Document:
--- Start ---

SoftwareMining 2016 – Proceedings

Message from the Chairs
Software systems have been playing important roles in business, scientific research, and our everyday lives. It is critical to improve both software productivity and quality, which are major challenges to software engineering researchers and practitioners. In recent years, software mining has emerged as a promising mean to address these challenges. It has been successfully applied to discover knowledge from software artifacts (e.g., specifications, source code, documentations, execution logs, and bug reports) to improve software quality and development process (e.g., to obtain the insights for the causes leading to poor software quality, to help software engineers locate and identify problems quickly, and to help the managers optimize the resources for better productivity). Software mining has attracted much attention in both software engineering and data mining communities.

Invited Papers

Mining Apps for Anomalies
Andreas Zeller
(Saarland University, Germany)

--- End ---

Stored rows:
--- Start ---

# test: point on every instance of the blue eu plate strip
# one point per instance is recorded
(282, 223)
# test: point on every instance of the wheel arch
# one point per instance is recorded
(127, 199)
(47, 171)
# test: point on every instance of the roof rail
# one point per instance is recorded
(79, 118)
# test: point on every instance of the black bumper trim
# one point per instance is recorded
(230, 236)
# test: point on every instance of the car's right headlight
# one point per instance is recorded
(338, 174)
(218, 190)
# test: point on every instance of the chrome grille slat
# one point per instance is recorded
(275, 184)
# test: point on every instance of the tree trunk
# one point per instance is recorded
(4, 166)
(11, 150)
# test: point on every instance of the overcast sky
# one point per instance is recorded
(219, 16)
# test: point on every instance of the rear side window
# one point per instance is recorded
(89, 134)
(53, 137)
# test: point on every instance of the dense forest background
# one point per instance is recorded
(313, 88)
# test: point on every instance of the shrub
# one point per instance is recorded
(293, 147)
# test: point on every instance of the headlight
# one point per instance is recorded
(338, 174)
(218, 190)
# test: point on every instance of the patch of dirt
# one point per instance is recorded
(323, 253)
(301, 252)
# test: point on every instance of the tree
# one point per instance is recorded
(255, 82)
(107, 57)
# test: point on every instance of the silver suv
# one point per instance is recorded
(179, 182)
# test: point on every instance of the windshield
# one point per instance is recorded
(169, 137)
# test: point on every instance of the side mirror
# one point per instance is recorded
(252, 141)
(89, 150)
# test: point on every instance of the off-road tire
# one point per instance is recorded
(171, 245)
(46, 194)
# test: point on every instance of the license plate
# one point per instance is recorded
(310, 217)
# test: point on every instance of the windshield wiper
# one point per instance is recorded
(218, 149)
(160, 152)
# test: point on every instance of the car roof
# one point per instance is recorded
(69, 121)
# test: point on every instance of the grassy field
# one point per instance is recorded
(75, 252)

--- End ---

Job:
Answer these questions from the SoftwareMining 2016 proceedings page:
(a) In which two communities has software mining attracted much attention, according to the message from the chairs?
(b) What is the title of the paper listed under the invited papers?
(c) Which university and country are given for the author of that paper?

Solution to this problem:
(a) The software engineering and data mining communities.
(b) "Mining Apps for Anomalies."
(c) Saarland University, Germany.